Тут, как мне кажется, дело не только в раз навсегда усвоенной литературной преференции. Отношение к Достоевскому было кровное, вызванное интуитивным узнанием некоторых глубоко личных черт. Если будущему биографу потребуется приобрести общее впечатление о том, что происходило в Иосифе на глазах его друзей и что происходило в его компании с другими, лучший совет состоит по-моему в перечитывании романов Достоевского. А среди них я бы в первую очередь назвал «Идиота».
Полностью отождествлять Бродского с главным героем «Идиота» никак не стоит. В плане энергичности, например, у него часто бывало скорее что-то от Рогожина. Бывало и что-то от Ипполита и т. д. Тем не менее образ Мышкина сильнее всех остальных способен вызвать воспоминания об Иосифе у человека, близко его знавшего. Так по крайней мере случалось со мной, когда я недавно, первый раз после его смерти, взял «Идиота» в руки.
Меня, в частности, поразили следующие параллели. В течение романа ряд персонажей выражается о редкой проницательности, или, с религиозным акцентом, «прозорливости», Мышкина. Так, Ганя Иволгин, например, ему говорит: «Вы замечаете то, чего другие никогда не заметят». Или Келлер: «То уж такое простодушие, такая невинность, каких и в золотом веке не слыхано, и вдруг в то же время насквозь человека пронзаете, как стрела, такою глубочайшею психологией наблюдения».

ДАННЫЕ ДЛЯ ЗАДАНИЯ:
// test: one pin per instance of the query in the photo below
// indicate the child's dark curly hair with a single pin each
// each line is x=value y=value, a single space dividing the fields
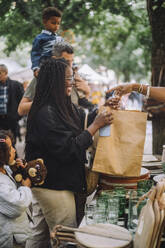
x=4 y=148
x=49 y=12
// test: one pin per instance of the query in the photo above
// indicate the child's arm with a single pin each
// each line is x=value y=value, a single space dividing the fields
x=13 y=202
x=36 y=54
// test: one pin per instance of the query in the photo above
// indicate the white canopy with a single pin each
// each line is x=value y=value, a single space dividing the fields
x=91 y=75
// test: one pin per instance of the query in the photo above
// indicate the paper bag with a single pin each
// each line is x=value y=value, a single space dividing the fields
x=120 y=154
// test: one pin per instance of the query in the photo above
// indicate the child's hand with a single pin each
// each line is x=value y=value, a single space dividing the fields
x=26 y=182
x=35 y=73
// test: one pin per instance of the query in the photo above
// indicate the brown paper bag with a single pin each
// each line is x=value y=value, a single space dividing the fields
x=121 y=153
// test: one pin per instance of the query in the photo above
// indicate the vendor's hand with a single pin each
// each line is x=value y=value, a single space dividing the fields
x=26 y=182
x=121 y=89
x=113 y=103
x=102 y=119
x=35 y=73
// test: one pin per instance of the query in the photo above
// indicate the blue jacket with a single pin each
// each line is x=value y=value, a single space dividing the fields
x=42 y=47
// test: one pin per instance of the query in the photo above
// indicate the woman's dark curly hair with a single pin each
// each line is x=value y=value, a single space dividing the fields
x=4 y=148
x=50 y=89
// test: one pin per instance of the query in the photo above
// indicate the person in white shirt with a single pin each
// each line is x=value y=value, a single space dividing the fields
x=14 y=223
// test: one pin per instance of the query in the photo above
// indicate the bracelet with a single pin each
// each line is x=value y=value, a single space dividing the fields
x=148 y=92
x=140 y=90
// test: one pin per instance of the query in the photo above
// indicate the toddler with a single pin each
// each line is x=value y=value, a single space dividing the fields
x=43 y=43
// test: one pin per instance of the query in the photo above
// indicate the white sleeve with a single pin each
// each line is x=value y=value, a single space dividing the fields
x=13 y=202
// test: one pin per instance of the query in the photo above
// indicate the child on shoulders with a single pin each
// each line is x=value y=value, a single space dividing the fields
x=43 y=43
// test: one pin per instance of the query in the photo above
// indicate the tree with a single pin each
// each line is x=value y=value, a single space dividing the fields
x=106 y=29
x=156 y=13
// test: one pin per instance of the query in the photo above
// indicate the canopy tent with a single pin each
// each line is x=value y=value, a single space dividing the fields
x=16 y=71
x=91 y=75
x=25 y=74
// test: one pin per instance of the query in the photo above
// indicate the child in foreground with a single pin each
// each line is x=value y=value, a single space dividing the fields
x=14 y=227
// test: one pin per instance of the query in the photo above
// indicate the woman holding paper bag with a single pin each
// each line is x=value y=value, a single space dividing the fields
x=55 y=132
x=157 y=93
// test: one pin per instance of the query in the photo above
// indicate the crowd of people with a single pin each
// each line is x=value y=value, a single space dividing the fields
x=54 y=103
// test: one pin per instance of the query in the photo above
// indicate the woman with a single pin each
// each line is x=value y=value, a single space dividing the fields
x=157 y=93
x=55 y=133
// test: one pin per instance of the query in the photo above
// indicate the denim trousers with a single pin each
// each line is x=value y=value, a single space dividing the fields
x=49 y=208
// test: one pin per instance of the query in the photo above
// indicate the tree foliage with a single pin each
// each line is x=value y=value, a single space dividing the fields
x=112 y=31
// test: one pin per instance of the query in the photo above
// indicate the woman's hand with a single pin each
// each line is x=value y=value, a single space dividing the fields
x=121 y=89
x=102 y=119
x=26 y=182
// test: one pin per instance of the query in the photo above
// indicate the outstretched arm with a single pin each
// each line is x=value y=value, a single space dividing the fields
x=157 y=93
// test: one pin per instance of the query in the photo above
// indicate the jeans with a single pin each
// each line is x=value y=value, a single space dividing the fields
x=50 y=207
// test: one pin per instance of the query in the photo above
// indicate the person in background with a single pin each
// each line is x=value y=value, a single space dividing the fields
x=25 y=84
x=60 y=50
x=55 y=132
x=157 y=93
x=43 y=42
x=11 y=92
x=14 y=227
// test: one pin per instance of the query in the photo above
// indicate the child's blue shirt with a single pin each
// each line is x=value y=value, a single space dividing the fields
x=42 y=47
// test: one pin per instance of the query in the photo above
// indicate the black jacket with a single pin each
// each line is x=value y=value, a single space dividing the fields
x=15 y=93
x=63 y=152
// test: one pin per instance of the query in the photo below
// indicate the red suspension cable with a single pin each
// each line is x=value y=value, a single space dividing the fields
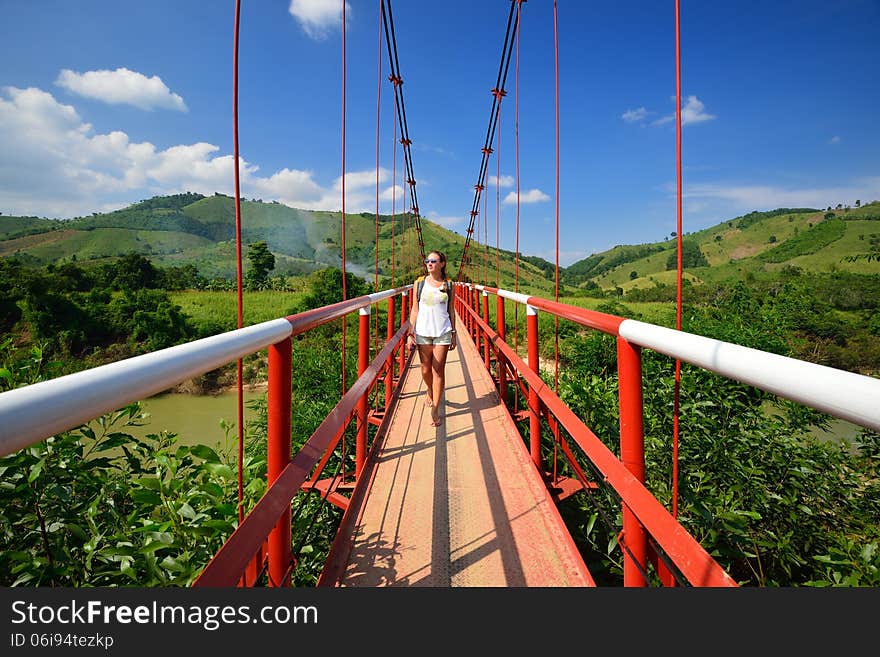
x=516 y=148
x=344 y=292
x=679 y=267
x=556 y=317
x=378 y=116
x=238 y=256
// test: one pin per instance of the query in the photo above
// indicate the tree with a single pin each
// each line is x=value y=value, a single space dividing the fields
x=262 y=262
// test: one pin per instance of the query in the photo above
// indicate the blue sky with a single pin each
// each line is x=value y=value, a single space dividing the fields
x=104 y=103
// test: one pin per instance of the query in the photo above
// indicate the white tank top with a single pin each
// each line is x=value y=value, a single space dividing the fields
x=433 y=318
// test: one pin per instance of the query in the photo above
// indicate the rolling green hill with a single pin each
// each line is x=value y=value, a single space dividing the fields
x=759 y=243
x=198 y=230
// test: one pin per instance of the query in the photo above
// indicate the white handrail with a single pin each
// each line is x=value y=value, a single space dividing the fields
x=35 y=412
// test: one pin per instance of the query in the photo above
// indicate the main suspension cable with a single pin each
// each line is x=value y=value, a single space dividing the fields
x=397 y=80
x=498 y=93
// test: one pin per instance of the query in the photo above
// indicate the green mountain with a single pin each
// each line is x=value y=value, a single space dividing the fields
x=755 y=244
x=191 y=229
x=198 y=230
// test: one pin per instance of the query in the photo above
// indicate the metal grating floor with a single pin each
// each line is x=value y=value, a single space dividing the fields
x=459 y=505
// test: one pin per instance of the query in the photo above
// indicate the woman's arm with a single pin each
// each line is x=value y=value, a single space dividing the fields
x=413 y=316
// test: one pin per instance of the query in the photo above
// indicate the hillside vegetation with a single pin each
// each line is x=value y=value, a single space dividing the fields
x=194 y=230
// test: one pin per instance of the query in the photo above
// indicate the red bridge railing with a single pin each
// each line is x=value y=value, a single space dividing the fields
x=261 y=544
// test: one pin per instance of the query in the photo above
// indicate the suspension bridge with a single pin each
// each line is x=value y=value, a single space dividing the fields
x=474 y=501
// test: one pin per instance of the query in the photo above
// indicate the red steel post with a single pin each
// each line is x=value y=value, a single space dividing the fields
x=405 y=308
x=502 y=361
x=632 y=454
x=534 y=402
x=360 y=452
x=278 y=452
x=389 y=364
x=485 y=335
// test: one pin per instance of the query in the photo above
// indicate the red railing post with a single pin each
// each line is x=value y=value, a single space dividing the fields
x=278 y=452
x=405 y=309
x=632 y=454
x=486 y=335
x=502 y=362
x=534 y=402
x=360 y=452
x=389 y=364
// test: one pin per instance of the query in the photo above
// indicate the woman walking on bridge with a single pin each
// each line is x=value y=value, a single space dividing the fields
x=432 y=326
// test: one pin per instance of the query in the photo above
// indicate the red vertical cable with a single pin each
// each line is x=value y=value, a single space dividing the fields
x=238 y=257
x=485 y=219
x=486 y=268
x=516 y=141
x=556 y=71
x=378 y=115
x=344 y=294
x=393 y=189
x=498 y=204
x=678 y=232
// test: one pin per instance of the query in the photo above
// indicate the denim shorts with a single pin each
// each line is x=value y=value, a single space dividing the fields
x=446 y=338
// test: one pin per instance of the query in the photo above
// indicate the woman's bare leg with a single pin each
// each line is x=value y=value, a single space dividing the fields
x=438 y=364
x=426 y=358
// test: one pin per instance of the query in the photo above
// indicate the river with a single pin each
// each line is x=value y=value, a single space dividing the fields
x=196 y=418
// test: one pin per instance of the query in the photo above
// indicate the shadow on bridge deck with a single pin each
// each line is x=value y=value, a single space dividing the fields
x=459 y=505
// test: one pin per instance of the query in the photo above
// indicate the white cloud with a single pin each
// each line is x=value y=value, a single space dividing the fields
x=693 y=111
x=531 y=196
x=52 y=164
x=318 y=18
x=122 y=87
x=634 y=116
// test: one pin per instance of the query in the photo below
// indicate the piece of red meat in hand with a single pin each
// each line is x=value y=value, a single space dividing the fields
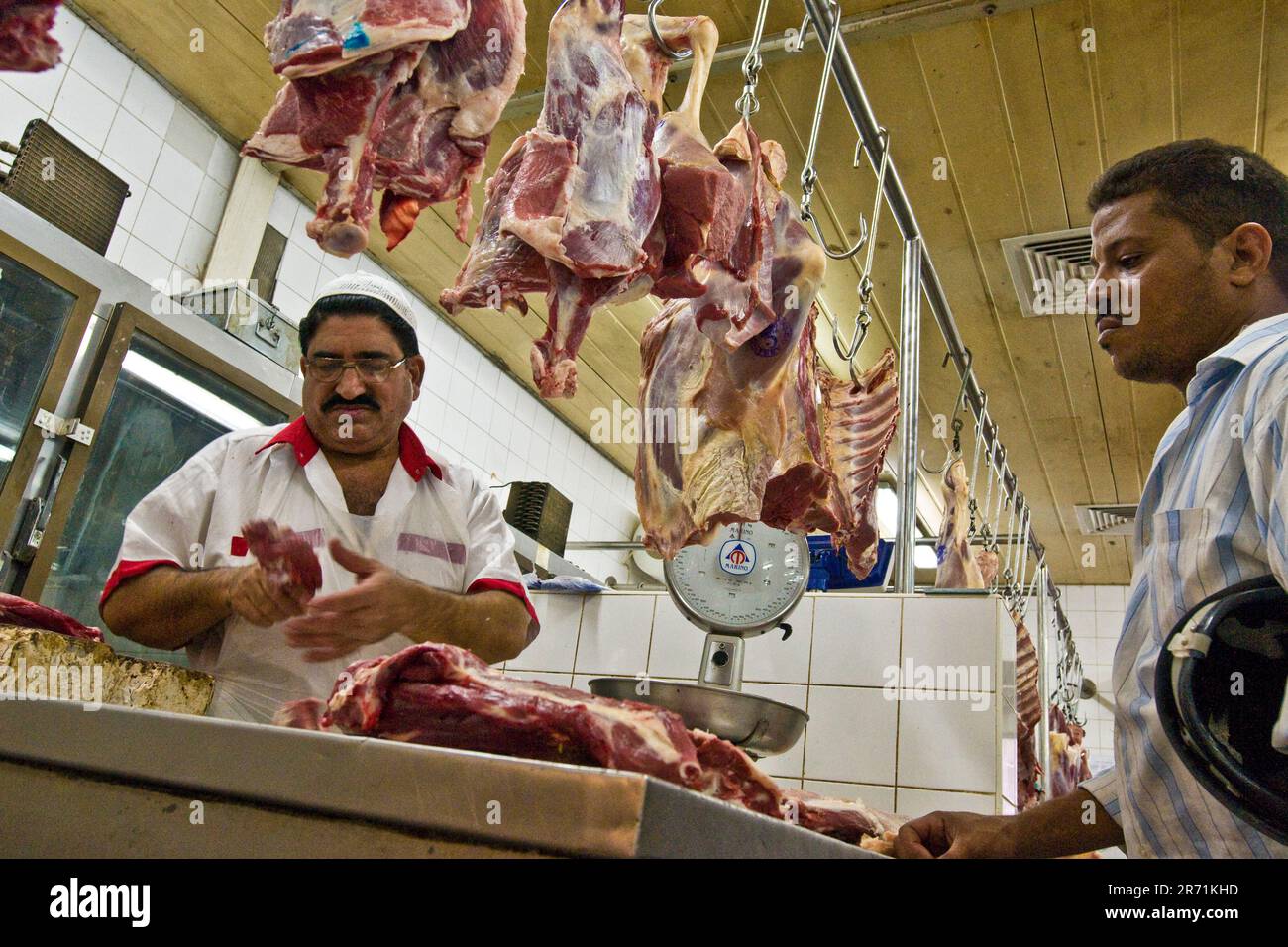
x=20 y=611
x=284 y=556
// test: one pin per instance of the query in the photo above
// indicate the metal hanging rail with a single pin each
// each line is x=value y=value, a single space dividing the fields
x=926 y=278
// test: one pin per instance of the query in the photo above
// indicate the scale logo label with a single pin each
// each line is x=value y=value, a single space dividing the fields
x=737 y=557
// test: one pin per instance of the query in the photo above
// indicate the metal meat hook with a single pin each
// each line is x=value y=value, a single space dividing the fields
x=657 y=34
x=956 y=450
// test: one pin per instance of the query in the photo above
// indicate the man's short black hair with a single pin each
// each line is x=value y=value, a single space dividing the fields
x=347 y=304
x=1210 y=187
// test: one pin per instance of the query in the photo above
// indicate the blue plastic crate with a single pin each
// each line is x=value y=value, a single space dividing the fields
x=829 y=570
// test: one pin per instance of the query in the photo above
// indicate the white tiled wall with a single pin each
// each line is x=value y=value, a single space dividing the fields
x=907 y=755
x=178 y=167
x=179 y=171
x=1096 y=615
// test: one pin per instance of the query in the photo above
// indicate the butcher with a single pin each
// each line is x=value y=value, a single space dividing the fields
x=1194 y=235
x=412 y=548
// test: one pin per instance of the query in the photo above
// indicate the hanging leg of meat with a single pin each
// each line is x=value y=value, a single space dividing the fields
x=441 y=123
x=737 y=300
x=309 y=38
x=334 y=123
x=746 y=403
x=702 y=202
x=500 y=266
x=858 y=424
x=27 y=43
x=957 y=566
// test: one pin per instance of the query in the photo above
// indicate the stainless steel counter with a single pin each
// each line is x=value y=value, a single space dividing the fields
x=488 y=801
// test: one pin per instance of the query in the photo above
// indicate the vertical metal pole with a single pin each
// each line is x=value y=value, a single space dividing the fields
x=910 y=365
x=1043 y=690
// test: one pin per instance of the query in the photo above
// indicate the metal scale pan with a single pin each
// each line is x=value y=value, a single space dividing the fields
x=742 y=583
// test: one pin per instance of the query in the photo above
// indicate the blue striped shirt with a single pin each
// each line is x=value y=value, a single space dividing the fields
x=1212 y=514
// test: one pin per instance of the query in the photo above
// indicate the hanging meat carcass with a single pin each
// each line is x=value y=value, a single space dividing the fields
x=527 y=243
x=1068 y=755
x=410 y=111
x=957 y=565
x=1028 y=714
x=310 y=38
x=27 y=43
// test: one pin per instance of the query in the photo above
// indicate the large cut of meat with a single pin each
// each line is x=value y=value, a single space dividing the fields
x=333 y=123
x=20 y=611
x=702 y=202
x=26 y=35
x=743 y=403
x=309 y=38
x=1028 y=712
x=957 y=566
x=446 y=696
x=284 y=556
x=606 y=197
x=848 y=821
x=592 y=158
x=441 y=123
x=412 y=114
x=1068 y=755
x=442 y=694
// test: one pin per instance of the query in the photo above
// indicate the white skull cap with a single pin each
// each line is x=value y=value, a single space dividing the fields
x=374 y=287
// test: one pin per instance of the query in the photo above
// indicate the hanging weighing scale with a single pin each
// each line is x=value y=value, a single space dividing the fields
x=739 y=585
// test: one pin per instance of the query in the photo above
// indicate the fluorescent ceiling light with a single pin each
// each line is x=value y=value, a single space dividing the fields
x=187 y=393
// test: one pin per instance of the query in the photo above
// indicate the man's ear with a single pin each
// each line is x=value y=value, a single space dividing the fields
x=416 y=368
x=1249 y=247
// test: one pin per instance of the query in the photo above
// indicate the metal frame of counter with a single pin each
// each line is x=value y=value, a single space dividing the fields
x=496 y=801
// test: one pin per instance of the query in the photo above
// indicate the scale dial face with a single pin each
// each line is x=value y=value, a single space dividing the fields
x=743 y=582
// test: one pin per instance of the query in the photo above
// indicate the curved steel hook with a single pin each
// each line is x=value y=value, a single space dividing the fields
x=657 y=34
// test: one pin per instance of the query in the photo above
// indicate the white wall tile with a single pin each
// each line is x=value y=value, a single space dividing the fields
x=850 y=736
x=16 y=112
x=39 y=88
x=143 y=262
x=84 y=110
x=146 y=99
x=209 y=210
x=874 y=796
x=191 y=137
x=947 y=744
x=768 y=656
x=914 y=802
x=678 y=643
x=176 y=179
x=949 y=630
x=555 y=646
x=133 y=146
x=99 y=62
x=855 y=639
x=194 y=250
x=614 y=634
x=160 y=224
x=1111 y=598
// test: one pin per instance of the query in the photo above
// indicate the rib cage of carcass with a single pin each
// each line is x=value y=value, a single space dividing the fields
x=399 y=95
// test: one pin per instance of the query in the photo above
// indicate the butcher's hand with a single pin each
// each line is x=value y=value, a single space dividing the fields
x=381 y=603
x=956 y=835
x=257 y=599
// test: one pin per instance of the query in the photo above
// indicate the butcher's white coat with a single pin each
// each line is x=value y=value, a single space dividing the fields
x=193 y=521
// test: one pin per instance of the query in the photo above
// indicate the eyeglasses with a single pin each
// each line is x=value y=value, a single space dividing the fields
x=370 y=369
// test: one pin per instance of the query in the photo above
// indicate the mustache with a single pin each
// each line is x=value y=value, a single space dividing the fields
x=362 y=401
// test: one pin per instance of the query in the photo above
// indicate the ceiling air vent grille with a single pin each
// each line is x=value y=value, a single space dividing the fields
x=1050 y=270
x=1107 y=519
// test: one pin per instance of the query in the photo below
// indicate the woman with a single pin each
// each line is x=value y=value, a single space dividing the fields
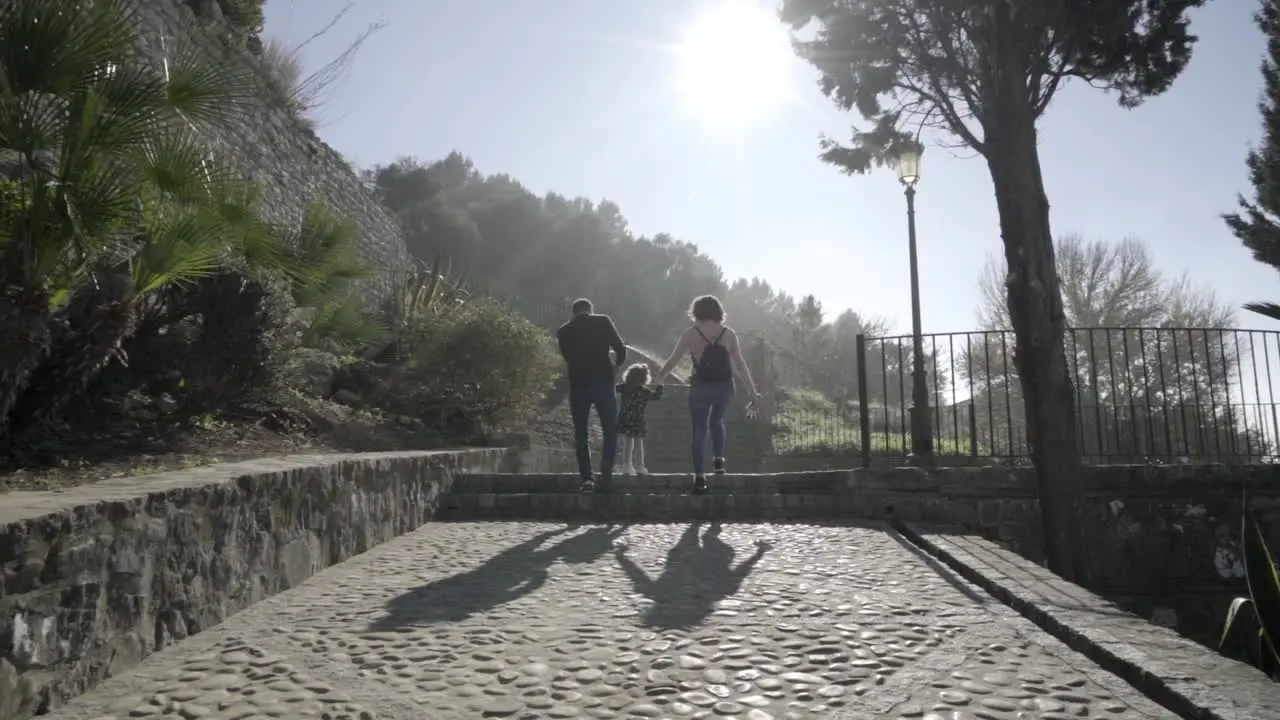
x=717 y=355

ЗАДАНИЕ 1:
Какой роман Достоевского автор отрывка о Бродском назвал бы в первую очередь?
ЗАДАНИЕ 2:
Прибавьте 15 к каждой координате в ответах в строках данных от их начала до строки с «x=120 y=154» включительно и выпишите эти строки заново вместе с запросами. Изображения в ответ не включайте.

ОБРАЗЕЦ ОТВЕТА 1:
Роман «Идиот».

ОБРАЗЕЦ ОТВЕТА 2:
// test: one pin per instance of the query in the photo below
// indicate the child's dark curly hair with a single pin each
// each line is x=value y=value, a single space dividing the fields
x=19 y=163
x=64 y=27
// test: one pin per instance of the query in the photo above
// indicate the child's arm with a single pin each
// each line is x=value y=value, a single space dividing the fields
x=28 y=217
x=51 y=69
// test: one pin per instance of the query in the photo above
// indicate the white canopy with a single pin each
// each line is x=value y=value, a single space dividing the fields
x=106 y=90
// test: one pin per instance of the query in the photo above
// indicate the paper bag with a single pin each
// each line is x=value y=value, a single space dividing the fields
x=135 y=169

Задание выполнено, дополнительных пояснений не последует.